- _Texte de lecture_:
....

PAUVRETE MULTIDIMENSIONNELLE
l’approche par capabilité d’Armatya Sen
Armatya Sen va présenter de manière illustrée cette approche, en fondant tout d’abord sur la notion de bien-être avant de parler cette approche par capabilté.
La notion de bien-être
Le niveau de vie des individus est certainement la première information dont doit disposer un gouvernement ou une institution pour mettre en place une politique. Le le fondement de cette information porte parfois des ambigüités entre : Le revenu par tête ou la qualité de la vie. Chacune de ces réponses concrètes repose sur une conception plus globale du bien-être individuel, liée à une conception de ce qu’est une société juste. Ainsi, une importance est alors accordée à la notion de bien-être. Dans l’usage courant, on associe spontanément le bien-être à l’état de santé de la personne. Le bien-être que procure une action est mesuré à travers l’utilité (Welfarisme). « L’utilité est un terme abstrait. Il exprime la propriété ou la tendance d’une chose à préserver de quelque mal ou à procurer quelque bien. Mal, c’est peine, douleur ou cause de douleur.
Bien, c’est plaisir ou cause de plaisir d’une part. Ce qui est conforme à l’utilité ou à l’intérêt d’un individu, et qui tend à augmenter la somme totale de son bien-être d’autre part. Ce qui est conforme à l’utilité ou à l’intérêt d’une communauté, c’est ce qui tend à augmenter la somme totale du bien-être des individus qui la composent » .
Par contre, Sen propose de distinguer le fait d’évaluer le bien-être individuel à l’aune de l’utilité, comme bonheur ou satisfaction des préférences (« welfarisme »), de la doctrine utilitariste. Ainsi, le bien-être réside dans l’établissement de listes objectives décrivant, de manière exhaustive, l’ensemble des composantes du bien- être : l’amitié peut, par exemple, être prise en compte. Le caractère élitiste d’un tel projet qui reviendrait à établir ce qui est bon pour les individus et ce qui ne l’est pas peut être atténué, d’une part, par la prise en compte de critères de bien-être tels que l’autonomie et, d’autre part, par le fait que de telles théories n’ont pas d’implications morales.

....

- _Objectif 1_: Reproduisez tout le passage du texte sur la pauvreté multidimensionnelle depuis « Par contre, Sen » jusqu’à « pas d’implications morales. », en substituant « la solidarité » à « l’amitié ».
- _Objectif 2_: Résumez en deux phrases le texte sur la pauvreté multidimensionnelle.
- _Objectif 3_: Prolongez le texte sur la pauvreté multidimensionnelle à partir de sa dernière phrase.

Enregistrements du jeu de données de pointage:
....

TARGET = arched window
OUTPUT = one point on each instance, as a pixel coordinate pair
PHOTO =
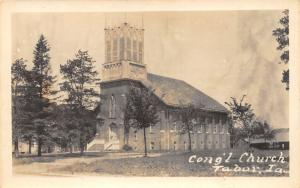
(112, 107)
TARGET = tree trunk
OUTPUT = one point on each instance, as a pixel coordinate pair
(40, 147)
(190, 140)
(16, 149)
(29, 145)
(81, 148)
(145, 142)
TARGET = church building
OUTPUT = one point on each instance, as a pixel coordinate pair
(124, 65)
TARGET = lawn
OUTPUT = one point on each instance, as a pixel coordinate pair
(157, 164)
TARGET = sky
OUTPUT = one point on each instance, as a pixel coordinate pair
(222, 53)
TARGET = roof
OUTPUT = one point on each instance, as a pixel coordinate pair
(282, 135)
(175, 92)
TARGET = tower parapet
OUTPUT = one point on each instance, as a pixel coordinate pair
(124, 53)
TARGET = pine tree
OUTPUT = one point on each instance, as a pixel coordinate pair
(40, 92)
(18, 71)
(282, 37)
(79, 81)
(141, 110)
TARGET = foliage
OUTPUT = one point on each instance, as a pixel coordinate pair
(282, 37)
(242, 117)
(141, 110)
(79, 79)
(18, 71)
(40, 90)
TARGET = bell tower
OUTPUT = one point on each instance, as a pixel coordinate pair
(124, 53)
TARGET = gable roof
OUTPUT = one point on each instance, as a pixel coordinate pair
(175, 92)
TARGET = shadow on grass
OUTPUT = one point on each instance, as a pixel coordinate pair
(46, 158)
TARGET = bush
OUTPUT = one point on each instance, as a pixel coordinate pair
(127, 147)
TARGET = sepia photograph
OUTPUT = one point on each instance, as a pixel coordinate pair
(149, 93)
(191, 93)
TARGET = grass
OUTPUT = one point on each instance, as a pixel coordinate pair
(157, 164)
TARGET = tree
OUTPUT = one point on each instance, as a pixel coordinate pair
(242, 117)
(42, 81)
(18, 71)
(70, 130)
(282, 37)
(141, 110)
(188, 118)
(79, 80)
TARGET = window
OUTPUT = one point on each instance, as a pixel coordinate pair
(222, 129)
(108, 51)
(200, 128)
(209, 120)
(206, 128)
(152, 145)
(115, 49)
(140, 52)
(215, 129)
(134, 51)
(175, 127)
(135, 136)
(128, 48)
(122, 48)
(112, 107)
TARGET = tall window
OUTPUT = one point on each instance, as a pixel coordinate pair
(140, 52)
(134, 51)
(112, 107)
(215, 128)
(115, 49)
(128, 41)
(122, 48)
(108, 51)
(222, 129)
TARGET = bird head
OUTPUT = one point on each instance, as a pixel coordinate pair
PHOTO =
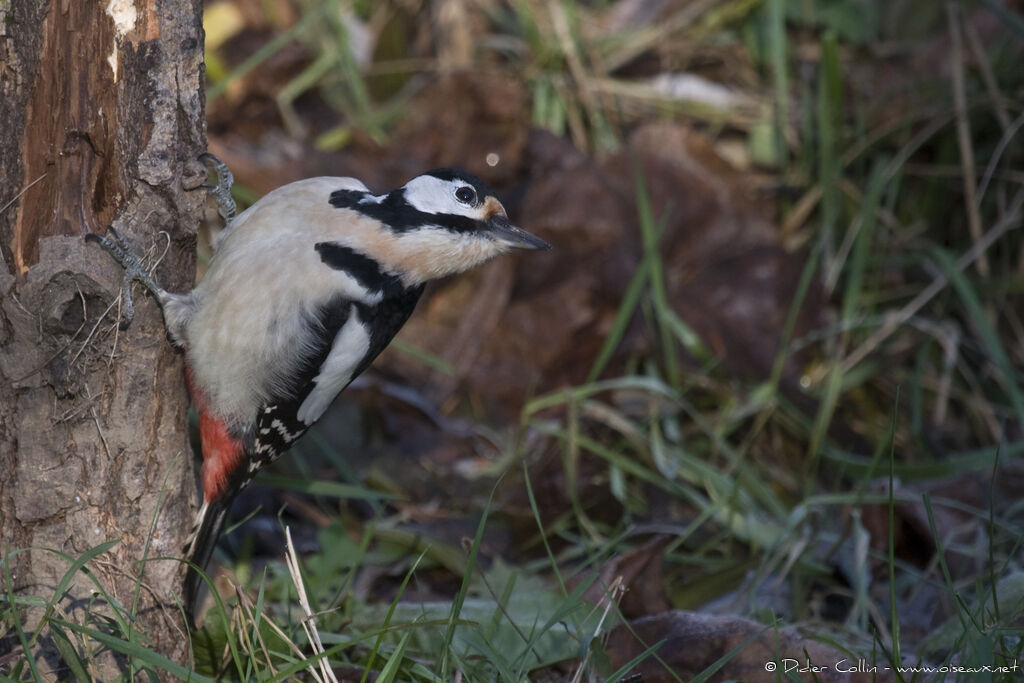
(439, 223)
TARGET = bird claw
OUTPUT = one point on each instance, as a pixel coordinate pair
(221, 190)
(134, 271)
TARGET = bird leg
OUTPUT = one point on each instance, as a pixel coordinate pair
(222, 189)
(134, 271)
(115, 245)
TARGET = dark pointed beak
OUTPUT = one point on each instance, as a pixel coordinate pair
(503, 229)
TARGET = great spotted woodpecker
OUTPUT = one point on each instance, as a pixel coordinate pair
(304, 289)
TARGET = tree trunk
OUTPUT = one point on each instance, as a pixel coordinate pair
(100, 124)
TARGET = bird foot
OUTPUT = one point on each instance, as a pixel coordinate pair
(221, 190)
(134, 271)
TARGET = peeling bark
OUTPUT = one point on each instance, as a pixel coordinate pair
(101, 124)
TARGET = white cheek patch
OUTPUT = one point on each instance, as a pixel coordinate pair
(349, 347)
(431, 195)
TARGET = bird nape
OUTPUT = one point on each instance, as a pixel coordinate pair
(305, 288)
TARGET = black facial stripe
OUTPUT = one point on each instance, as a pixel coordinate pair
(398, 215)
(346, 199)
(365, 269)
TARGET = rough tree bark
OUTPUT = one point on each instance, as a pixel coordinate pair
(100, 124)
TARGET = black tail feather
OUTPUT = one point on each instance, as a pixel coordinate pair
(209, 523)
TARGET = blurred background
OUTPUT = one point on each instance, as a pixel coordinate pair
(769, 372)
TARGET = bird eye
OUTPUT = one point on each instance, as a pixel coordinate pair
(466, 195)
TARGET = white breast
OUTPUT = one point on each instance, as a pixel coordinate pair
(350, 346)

....

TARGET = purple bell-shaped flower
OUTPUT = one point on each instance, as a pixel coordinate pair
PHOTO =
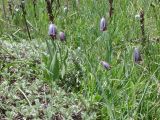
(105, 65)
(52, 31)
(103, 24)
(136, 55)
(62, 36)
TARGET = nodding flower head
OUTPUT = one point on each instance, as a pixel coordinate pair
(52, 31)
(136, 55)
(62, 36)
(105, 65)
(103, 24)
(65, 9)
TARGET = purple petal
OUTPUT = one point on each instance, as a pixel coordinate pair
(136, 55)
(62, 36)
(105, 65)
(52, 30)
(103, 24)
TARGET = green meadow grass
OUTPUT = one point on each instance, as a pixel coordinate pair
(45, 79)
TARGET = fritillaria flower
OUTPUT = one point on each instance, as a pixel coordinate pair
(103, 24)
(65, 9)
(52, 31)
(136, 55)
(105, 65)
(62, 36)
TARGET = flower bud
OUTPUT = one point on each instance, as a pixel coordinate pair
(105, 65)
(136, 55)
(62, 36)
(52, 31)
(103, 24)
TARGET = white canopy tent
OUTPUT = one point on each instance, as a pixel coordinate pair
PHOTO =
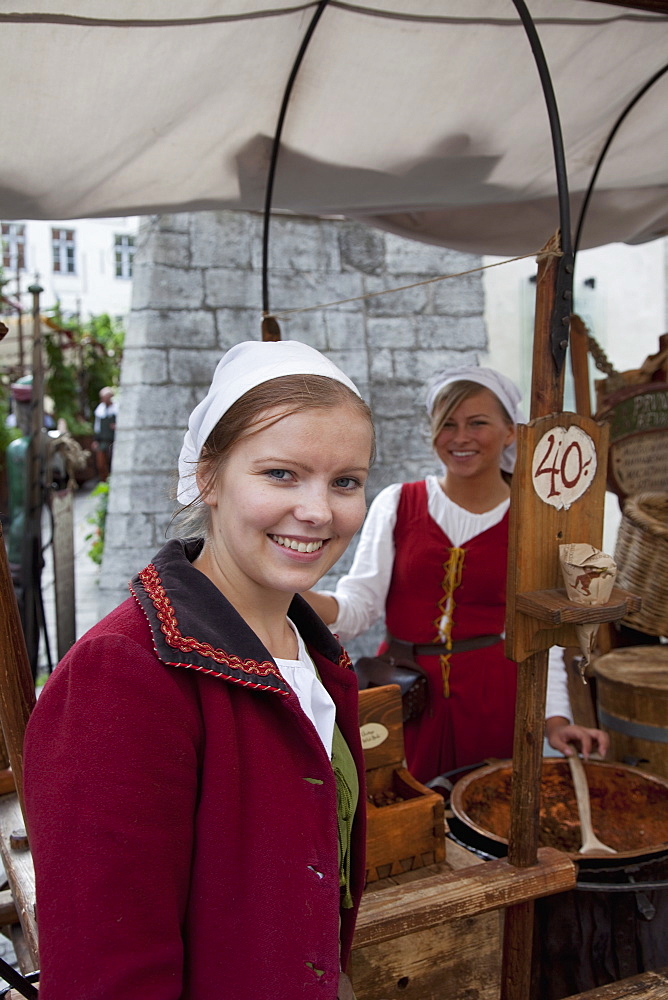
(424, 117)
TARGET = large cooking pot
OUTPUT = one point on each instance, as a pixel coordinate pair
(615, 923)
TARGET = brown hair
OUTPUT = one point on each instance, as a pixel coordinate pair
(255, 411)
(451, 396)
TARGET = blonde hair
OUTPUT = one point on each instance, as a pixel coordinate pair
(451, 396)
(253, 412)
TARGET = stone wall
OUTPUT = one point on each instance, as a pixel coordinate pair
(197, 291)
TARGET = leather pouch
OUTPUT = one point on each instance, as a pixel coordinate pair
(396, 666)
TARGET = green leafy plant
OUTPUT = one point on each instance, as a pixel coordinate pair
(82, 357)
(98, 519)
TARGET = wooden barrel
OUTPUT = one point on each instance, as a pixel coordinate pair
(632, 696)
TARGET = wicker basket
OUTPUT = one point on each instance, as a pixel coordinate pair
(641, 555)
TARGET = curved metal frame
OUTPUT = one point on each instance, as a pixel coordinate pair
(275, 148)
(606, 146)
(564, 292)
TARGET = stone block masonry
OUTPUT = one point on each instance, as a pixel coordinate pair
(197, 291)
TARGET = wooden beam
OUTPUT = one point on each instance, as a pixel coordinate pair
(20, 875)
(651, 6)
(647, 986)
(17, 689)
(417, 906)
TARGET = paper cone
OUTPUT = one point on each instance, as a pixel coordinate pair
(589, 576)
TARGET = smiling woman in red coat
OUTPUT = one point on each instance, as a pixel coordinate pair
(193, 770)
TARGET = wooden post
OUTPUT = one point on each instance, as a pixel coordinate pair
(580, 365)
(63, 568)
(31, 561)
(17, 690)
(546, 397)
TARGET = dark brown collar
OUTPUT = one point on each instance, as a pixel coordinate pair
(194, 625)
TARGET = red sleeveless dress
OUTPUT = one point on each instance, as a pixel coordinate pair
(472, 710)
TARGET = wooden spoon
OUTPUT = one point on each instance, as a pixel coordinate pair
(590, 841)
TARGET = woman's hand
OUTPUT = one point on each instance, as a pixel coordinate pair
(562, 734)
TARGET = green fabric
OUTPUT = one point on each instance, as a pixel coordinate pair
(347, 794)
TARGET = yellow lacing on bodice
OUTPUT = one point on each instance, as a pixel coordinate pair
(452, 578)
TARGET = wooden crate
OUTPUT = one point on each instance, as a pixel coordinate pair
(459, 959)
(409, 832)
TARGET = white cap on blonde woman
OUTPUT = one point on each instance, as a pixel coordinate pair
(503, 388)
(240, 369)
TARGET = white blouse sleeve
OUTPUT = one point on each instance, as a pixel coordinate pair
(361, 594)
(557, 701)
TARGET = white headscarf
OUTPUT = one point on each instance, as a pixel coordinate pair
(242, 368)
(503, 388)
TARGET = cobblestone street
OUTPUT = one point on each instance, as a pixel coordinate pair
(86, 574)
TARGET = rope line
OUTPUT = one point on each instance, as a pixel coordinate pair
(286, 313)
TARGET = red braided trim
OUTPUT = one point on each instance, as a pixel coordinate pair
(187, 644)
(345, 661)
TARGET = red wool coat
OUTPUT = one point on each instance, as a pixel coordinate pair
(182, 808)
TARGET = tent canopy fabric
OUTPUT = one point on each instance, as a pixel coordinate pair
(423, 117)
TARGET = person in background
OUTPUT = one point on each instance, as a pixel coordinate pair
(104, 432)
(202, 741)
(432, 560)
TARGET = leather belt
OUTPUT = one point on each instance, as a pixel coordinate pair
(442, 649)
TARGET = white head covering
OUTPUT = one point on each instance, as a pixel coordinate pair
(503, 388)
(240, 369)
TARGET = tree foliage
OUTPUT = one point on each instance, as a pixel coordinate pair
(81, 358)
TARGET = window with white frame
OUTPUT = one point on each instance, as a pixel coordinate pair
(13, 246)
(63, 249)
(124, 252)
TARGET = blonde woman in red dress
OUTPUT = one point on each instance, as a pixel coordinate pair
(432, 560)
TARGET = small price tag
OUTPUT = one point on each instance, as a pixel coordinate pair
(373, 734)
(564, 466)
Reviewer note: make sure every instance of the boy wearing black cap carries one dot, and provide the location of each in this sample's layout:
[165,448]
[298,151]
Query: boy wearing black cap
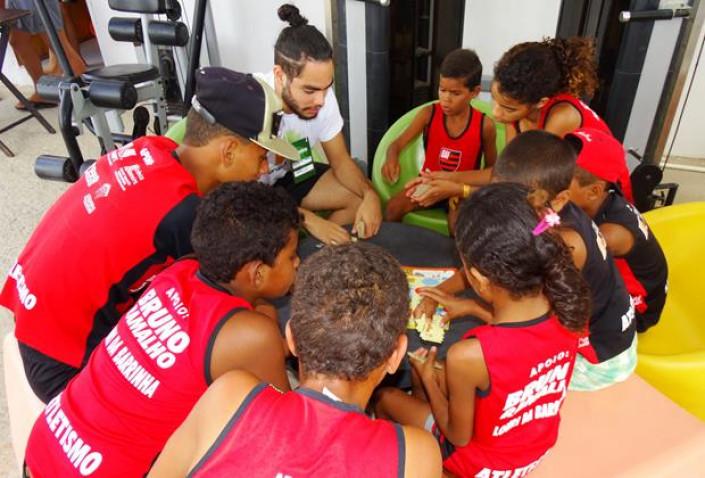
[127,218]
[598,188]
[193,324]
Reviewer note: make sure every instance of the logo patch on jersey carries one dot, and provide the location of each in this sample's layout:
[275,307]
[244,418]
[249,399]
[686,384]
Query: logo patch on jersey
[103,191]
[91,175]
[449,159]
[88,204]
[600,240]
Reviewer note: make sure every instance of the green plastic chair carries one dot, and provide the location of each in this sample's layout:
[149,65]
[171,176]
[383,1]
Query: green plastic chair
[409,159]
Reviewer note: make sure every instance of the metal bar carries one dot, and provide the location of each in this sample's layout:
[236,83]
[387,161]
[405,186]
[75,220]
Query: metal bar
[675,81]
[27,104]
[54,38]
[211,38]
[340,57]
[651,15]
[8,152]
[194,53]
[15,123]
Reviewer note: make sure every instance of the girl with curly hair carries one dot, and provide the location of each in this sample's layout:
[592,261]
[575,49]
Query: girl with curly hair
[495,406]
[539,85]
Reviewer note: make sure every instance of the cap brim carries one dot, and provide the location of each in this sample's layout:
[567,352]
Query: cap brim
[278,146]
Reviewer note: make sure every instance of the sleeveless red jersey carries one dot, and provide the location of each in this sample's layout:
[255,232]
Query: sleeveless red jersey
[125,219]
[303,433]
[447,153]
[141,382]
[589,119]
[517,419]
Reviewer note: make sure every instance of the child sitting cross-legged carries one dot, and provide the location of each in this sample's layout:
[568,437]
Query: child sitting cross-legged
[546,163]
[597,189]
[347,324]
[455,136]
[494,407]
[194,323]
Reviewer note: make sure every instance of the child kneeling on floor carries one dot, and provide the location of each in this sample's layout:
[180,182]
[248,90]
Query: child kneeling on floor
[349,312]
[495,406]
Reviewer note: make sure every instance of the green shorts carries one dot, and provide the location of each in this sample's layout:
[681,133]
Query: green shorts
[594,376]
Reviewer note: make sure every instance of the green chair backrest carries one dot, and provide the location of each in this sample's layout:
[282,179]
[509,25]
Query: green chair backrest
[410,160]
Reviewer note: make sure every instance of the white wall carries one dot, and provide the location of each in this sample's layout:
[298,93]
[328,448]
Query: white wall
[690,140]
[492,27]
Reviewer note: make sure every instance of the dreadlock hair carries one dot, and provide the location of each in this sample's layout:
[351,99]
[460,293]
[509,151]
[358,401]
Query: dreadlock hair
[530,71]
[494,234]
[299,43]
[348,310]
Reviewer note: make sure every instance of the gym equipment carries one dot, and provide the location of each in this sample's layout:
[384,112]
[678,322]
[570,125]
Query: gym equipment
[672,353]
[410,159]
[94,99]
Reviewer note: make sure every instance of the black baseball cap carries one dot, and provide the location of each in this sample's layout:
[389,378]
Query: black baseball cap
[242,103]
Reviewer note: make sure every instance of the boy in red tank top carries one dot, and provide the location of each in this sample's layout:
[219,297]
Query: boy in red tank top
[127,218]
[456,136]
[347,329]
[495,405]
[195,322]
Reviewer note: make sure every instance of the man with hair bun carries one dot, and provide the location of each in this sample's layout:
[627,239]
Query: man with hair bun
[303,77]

....

- _Réponse rédigée 1_:
Par contre, Sen propose de distinguer le fait d’évaluer le bien-être individuel à l’aune de l’utilité, comme bonheur ou satisfaction des préférences (« welfarisme »), de la doctrine utilitariste. Ainsi, le bien-être réside dans l’établissement de listes objectives décrivant, de manière exhaustive, l’ensemble des composantes du bien- être : la solidarité peut, par exemple, être prise en compte. Le caractère élitiste d’un tel projet qui reviendrait à établir ce qui est bon pour les individus et ce qui ne l’est pas peut être atténué, d’une part, par la prise en compte de critères de bien-être tels que l’autonomie et, d’autre part, par le fait que de telles théories n’ont pas d’implications morales.

- _Réponse rédigée 2_: Le niveau de vie des individus, information première pour toute politique, repose sur une conception du bien-être mesuré par l’utilité (welfarisme), entendue comme la tendance d’une chose à procurer quelque bien ou à préserver de quelque mal. Sen distingue toutefois l’évaluation du bien-être par l’utilité de la doctrine utilitariste et situe le bien-être dans des listes objectives de ses composantes, dont le caractère élitiste peut être atténué par des critères comme l’autonomie et par l’absence d’implications morales.

- _Réponse rédigée 3_:
L’approche par les capabilités
L’approche par les capabilités offre un cadre d’analyse pour évaluer la qualité de vie des individus. Sen propose en effet un cadre pour penser et évaluer certaines questions normatives en mettant en avant les informations nécessaires à de tels jugements. Cette base informationnelle permet de surcroît d’identifier les contraintes sociales qui influencent et restreignent le bien-être d’une personne mais aussi l’exercice d’évaluation de son bien-être. Si l’approche par les capabilités peut être un élément constitutif important d’une théorie de la justice, elle n’est pas une théorie de la justice. Sen lui-même (1995) remarque que cette approche ne propose qu’un espace d’évaluation. Or, une théorie de la justice doit, selon lui, inclure des considérations d’agrégation mais aussi de distribution, alors que l’approche par les capabilités ne spécifie aucun principe d’agrégation.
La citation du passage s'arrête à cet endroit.